I need the number of lines in the data that include "shorts"; reply with that number alone.
AVAILABLE DATA below:
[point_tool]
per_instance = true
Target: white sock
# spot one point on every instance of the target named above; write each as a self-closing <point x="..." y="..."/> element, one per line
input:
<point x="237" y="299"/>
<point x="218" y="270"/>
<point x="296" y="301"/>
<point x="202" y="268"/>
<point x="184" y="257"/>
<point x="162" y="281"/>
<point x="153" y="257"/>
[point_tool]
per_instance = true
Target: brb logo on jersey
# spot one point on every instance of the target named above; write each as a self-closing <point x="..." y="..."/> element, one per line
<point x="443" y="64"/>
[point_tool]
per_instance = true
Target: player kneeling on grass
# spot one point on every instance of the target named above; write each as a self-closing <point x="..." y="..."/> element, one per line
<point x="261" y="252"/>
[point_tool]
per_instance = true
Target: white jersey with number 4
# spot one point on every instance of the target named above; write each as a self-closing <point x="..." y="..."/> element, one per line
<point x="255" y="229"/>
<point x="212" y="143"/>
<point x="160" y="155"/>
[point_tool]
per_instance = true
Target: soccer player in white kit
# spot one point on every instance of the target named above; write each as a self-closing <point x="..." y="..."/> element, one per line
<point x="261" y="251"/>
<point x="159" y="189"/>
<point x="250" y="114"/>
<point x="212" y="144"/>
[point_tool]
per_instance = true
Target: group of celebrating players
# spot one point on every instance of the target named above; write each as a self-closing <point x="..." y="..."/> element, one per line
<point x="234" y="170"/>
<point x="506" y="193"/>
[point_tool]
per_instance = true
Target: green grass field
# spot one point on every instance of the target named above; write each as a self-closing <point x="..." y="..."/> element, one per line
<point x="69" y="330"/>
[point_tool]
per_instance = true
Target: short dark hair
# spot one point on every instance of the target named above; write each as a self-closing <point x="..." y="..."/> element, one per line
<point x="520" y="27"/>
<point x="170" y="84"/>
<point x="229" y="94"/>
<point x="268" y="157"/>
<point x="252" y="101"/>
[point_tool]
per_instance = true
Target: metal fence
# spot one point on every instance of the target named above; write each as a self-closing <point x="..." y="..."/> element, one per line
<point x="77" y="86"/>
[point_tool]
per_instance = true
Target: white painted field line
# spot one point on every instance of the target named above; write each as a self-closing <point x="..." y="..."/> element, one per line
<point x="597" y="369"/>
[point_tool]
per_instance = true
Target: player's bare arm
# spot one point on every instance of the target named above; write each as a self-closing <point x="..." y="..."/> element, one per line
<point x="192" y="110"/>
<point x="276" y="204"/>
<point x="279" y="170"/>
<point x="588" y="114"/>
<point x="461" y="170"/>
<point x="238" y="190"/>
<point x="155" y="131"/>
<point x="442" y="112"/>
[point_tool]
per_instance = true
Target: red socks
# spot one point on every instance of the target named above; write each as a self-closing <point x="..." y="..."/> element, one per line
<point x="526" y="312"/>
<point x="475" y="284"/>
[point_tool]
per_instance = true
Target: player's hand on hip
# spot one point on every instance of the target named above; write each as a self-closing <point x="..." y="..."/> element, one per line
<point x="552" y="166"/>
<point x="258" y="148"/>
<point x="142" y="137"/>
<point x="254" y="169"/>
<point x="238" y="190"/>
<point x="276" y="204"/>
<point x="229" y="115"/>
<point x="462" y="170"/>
End of AVAILABLE DATA.
AVAILABLE DATA below:
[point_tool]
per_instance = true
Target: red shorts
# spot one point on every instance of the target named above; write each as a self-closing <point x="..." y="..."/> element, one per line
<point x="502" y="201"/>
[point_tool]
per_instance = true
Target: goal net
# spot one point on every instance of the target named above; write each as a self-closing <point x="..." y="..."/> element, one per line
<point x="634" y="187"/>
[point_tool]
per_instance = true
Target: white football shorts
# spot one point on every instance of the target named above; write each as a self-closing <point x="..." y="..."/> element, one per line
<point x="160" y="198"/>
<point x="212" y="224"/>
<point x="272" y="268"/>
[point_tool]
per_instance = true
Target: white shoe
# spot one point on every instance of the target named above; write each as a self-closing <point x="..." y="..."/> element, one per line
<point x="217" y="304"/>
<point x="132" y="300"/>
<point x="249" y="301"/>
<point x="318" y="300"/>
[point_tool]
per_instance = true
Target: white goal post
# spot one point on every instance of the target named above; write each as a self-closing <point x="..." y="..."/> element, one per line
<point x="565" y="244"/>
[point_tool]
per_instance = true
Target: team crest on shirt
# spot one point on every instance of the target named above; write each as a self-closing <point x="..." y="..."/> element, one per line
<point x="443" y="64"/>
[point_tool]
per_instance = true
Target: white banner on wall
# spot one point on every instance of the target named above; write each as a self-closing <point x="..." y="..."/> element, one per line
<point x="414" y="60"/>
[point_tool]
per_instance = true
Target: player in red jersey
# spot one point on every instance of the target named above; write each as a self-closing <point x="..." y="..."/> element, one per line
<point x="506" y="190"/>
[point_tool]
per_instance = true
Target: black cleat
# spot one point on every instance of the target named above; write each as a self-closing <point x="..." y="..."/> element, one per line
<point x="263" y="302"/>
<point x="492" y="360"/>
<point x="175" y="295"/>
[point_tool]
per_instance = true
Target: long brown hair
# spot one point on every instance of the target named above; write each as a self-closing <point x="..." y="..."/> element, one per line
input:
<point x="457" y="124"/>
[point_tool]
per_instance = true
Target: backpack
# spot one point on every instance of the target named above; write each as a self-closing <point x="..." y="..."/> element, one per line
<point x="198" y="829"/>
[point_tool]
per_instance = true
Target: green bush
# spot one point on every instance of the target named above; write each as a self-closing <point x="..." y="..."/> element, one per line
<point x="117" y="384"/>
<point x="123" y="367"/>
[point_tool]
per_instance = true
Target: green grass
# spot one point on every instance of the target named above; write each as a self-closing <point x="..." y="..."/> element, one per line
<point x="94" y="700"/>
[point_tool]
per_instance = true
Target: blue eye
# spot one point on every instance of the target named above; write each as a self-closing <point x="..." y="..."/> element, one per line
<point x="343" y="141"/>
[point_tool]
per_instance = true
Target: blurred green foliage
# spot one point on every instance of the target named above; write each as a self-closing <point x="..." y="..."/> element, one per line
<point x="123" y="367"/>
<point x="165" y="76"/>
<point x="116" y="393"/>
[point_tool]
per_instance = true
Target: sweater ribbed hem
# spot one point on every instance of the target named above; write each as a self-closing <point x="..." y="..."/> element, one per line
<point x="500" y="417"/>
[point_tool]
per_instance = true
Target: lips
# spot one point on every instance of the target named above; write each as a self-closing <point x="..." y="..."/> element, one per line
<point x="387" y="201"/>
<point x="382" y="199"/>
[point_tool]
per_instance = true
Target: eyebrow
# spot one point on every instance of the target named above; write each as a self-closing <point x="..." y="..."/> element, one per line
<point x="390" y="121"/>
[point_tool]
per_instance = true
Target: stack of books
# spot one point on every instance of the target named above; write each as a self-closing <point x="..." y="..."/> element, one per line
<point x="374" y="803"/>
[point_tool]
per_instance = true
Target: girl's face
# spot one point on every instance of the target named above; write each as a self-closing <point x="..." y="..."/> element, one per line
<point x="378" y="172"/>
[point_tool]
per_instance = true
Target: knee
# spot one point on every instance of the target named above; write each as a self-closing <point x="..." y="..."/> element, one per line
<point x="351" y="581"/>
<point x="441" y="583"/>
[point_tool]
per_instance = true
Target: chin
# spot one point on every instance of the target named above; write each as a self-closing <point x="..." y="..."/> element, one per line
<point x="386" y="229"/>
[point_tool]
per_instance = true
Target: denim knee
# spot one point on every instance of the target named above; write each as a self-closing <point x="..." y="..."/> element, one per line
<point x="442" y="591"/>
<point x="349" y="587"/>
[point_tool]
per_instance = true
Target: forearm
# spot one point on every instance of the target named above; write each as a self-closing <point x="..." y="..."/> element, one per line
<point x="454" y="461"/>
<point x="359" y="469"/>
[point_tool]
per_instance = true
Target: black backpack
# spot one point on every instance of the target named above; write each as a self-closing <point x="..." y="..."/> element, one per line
End of AVAILABLE DATA.
● ANSWER FOR THIS EXERCISE
2